PROBLEM DETAILS:
Could you copy out, word for word, the lines of the listing from the one containing "Return the outline of every instance of the aerial" up to and including the one containing "195 L 12 196"?

──────── RECORDS TO PROCESS

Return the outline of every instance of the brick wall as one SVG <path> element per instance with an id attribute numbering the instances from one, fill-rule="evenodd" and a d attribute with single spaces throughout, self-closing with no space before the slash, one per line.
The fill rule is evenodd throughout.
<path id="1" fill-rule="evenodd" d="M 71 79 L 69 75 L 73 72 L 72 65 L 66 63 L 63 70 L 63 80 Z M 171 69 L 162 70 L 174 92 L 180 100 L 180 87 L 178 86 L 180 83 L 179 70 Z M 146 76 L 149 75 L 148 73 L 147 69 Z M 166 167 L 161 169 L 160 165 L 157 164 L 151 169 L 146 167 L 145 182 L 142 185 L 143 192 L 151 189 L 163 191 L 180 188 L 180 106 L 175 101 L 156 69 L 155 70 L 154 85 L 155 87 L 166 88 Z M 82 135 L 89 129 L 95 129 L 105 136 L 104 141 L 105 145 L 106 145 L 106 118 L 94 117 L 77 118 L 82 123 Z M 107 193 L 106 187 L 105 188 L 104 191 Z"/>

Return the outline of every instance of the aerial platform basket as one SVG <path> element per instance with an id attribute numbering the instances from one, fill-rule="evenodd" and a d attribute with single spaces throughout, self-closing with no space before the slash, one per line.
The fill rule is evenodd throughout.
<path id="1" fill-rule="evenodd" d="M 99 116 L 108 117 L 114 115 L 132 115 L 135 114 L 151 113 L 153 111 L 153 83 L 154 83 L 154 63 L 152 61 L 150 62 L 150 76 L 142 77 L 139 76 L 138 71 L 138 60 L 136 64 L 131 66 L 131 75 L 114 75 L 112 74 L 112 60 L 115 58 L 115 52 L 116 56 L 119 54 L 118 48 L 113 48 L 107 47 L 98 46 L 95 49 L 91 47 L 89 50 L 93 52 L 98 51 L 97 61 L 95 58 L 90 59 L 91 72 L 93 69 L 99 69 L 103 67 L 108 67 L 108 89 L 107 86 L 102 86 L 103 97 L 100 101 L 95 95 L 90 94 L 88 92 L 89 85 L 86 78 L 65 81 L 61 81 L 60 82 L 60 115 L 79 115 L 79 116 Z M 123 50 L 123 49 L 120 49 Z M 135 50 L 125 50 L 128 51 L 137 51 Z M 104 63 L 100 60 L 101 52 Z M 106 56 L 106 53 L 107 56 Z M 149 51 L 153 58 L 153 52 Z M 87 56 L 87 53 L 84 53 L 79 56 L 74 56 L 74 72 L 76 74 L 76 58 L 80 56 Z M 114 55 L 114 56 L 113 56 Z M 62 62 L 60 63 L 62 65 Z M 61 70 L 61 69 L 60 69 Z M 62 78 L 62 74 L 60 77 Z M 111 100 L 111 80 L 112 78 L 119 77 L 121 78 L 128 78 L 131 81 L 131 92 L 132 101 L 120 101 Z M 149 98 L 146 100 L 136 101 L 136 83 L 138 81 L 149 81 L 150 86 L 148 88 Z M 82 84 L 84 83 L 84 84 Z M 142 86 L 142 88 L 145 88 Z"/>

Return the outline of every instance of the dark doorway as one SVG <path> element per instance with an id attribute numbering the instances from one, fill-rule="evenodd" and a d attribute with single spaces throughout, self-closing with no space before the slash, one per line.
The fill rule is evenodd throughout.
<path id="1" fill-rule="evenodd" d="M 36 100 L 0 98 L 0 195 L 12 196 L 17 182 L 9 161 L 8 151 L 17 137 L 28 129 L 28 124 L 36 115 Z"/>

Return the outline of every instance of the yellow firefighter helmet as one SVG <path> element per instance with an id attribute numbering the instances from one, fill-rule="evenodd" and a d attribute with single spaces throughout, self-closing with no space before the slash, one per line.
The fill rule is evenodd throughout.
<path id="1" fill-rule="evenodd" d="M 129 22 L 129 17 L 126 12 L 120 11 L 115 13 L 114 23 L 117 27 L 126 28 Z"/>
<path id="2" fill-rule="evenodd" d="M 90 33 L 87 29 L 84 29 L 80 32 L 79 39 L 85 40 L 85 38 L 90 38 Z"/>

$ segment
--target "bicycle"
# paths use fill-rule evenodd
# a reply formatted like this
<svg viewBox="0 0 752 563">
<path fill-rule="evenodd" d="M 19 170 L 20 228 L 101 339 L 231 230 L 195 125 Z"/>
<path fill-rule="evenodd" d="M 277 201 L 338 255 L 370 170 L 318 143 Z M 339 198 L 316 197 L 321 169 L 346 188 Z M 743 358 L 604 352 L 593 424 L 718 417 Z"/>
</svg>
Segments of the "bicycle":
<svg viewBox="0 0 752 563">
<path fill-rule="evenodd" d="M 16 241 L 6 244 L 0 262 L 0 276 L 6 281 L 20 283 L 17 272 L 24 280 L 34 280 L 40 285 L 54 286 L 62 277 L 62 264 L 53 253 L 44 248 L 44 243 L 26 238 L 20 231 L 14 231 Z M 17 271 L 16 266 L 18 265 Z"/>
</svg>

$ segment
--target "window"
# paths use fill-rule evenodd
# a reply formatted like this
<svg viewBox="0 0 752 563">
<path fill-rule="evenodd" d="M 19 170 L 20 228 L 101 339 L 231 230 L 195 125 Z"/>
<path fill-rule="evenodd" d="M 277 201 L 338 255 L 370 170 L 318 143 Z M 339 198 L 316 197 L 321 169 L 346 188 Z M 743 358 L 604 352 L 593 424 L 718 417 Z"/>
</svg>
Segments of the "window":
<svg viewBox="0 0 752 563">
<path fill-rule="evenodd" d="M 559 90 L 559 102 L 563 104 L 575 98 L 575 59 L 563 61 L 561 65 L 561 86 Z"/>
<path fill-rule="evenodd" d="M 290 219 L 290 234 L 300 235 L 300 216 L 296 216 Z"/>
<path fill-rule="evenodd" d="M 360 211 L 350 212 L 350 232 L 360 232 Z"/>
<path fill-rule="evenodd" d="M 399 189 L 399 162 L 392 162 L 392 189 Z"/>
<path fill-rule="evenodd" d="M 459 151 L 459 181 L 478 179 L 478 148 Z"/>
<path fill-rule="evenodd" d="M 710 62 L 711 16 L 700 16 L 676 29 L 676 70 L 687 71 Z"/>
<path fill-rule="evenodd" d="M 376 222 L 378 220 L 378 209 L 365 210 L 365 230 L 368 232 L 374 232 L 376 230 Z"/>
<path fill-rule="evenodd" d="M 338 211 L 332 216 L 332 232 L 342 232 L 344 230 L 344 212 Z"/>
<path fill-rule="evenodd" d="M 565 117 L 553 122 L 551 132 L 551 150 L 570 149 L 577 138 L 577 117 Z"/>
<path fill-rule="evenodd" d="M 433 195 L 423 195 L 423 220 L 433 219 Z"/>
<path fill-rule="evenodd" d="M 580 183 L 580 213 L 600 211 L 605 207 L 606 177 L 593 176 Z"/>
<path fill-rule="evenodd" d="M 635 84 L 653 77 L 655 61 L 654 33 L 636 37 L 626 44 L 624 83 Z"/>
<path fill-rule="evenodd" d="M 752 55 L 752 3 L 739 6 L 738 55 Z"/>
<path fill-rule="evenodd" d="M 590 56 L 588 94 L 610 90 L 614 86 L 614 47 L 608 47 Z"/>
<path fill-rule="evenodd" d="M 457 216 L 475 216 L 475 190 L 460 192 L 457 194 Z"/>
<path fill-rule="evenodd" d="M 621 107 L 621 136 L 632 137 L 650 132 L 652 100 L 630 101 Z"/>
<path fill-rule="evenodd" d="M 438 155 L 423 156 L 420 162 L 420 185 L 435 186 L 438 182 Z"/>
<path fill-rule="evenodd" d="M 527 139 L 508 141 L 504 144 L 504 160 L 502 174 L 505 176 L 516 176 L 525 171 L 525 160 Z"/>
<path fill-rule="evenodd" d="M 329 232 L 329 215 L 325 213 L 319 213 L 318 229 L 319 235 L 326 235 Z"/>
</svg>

────────────────

SOLUTION TO THE PROBLEM:
Return the outline of every instance of the aerial platform basket as one SVG <path> element per instance with an id attribute numbering the instances from one, fill-rule="evenodd" and a d attribute with single spaces throughout, self-closing with no space before the slash, one per line.
The fill rule is evenodd throughout.
<path id="1" fill-rule="evenodd" d="M 99 116 L 108 117 L 114 115 L 132 115 L 135 114 L 151 113 L 153 111 L 153 83 L 154 83 L 154 63 L 152 61 L 150 62 L 150 76 L 142 77 L 139 76 L 138 71 L 138 60 L 136 64 L 131 66 L 131 75 L 114 75 L 112 74 L 112 60 L 115 58 L 115 52 L 116 56 L 119 54 L 118 48 L 113 48 L 107 47 L 98 46 L 95 49 L 91 47 L 89 50 L 93 52 L 98 51 L 97 61 L 95 58 L 90 59 L 91 72 L 93 69 L 99 69 L 103 67 L 108 67 L 108 89 L 107 86 L 102 86 L 103 97 L 100 101 L 95 95 L 90 94 L 88 92 L 89 85 L 86 78 L 65 81 L 61 81 L 60 82 L 60 115 L 79 115 L 79 116 Z M 123 50 L 123 49 L 120 49 Z M 135 50 L 125 50 L 128 51 L 137 51 Z M 104 63 L 100 60 L 101 52 Z M 106 56 L 106 53 L 107 56 Z M 149 51 L 153 58 L 153 52 Z M 87 56 L 87 53 L 84 53 L 79 56 L 74 56 L 74 72 L 76 74 L 76 58 L 80 56 Z M 114 55 L 114 56 L 113 56 Z M 62 62 L 60 63 L 62 65 Z M 61 70 L 61 69 L 60 69 Z M 62 78 L 62 74 L 60 77 Z M 111 100 L 111 80 L 112 78 L 119 77 L 121 78 L 128 78 L 131 81 L 131 92 L 132 101 L 120 101 Z M 149 98 L 146 100 L 136 101 L 136 83 L 138 81 L 149 81 L 150 86 L 148 88 Z M 82 84 L 84 83 L 84 84 Z M 142 86 L 142 88 L 145 88 Z"/>

Return the outline of every instance of the dark doorway as one SVG <path> element per instance with an id attribute numbering the instances from one, fill-rule="evenodd" and a d attribute with single spaces throughout, self-closing with no space before the slash, one per line.
The fill rule is evenodd throughout.
<path id="1" fill-rule="evenodd" d="M 36 100 L 0 98 L 0 195 L 12 196 L 17 182 L 9 161 L 8 151 L 17 137 L 28 129 L 28 124 L 36 115 Z"/>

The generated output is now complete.